----- Input material

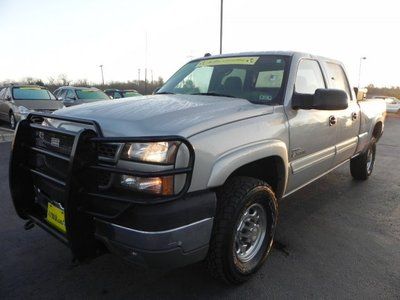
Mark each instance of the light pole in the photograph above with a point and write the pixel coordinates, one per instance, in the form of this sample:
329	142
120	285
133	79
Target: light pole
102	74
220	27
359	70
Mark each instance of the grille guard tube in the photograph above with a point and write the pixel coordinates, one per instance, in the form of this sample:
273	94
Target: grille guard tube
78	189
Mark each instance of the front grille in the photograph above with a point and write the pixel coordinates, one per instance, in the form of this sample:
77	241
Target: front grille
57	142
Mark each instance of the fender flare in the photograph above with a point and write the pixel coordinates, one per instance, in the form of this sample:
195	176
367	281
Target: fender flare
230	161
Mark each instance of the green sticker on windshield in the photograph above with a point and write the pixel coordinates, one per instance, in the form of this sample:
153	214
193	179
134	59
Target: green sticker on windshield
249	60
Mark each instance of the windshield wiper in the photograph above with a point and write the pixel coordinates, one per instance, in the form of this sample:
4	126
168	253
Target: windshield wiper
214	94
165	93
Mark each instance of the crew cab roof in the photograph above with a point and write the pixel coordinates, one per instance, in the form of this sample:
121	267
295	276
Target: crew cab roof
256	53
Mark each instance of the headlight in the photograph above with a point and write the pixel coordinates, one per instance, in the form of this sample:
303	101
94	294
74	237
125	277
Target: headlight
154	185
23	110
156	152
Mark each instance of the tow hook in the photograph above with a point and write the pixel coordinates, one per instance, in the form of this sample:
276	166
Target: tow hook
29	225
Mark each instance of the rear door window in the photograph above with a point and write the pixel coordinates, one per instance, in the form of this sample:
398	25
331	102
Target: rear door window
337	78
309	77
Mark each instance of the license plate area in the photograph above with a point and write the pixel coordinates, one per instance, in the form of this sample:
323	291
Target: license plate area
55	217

----------
----- Input material

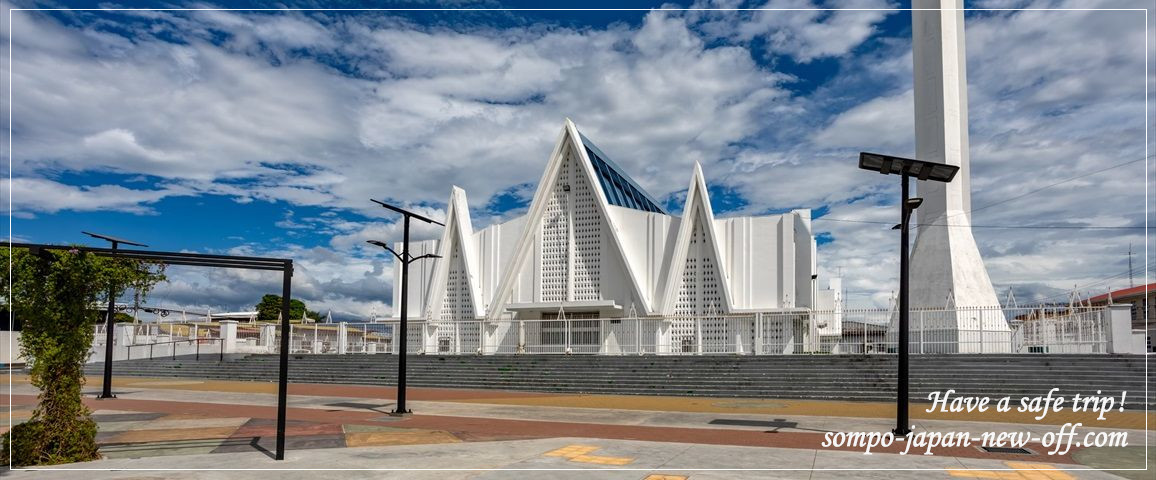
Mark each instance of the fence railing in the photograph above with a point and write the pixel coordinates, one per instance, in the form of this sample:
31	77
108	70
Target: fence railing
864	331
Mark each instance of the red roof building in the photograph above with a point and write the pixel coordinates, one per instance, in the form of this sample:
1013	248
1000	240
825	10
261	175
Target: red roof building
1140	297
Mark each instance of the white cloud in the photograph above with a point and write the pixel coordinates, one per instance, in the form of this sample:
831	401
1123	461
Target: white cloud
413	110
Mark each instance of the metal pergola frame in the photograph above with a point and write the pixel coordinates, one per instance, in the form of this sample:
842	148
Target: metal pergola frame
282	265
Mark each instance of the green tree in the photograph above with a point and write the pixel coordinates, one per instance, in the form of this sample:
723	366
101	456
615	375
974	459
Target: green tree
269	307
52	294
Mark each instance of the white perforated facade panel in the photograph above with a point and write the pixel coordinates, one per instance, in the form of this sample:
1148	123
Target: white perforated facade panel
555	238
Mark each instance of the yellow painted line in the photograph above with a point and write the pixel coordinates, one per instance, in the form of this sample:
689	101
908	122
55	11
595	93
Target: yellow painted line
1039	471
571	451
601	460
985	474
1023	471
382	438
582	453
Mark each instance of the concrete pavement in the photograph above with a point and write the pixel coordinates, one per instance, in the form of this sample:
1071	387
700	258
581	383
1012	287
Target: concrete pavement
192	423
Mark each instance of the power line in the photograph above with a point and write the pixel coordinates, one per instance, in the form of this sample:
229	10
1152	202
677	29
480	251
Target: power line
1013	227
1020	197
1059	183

----------

◆ Problem to work on ◆
Find each line in the records above that contains the word "hook", matching case exactly, and copy those lines.

◆ Expected answer ◆
Mark each instance of the tow hook in the photograph above with a point and write the pixel coordinates, one per instance, in the form of this sample:
Target: tow hook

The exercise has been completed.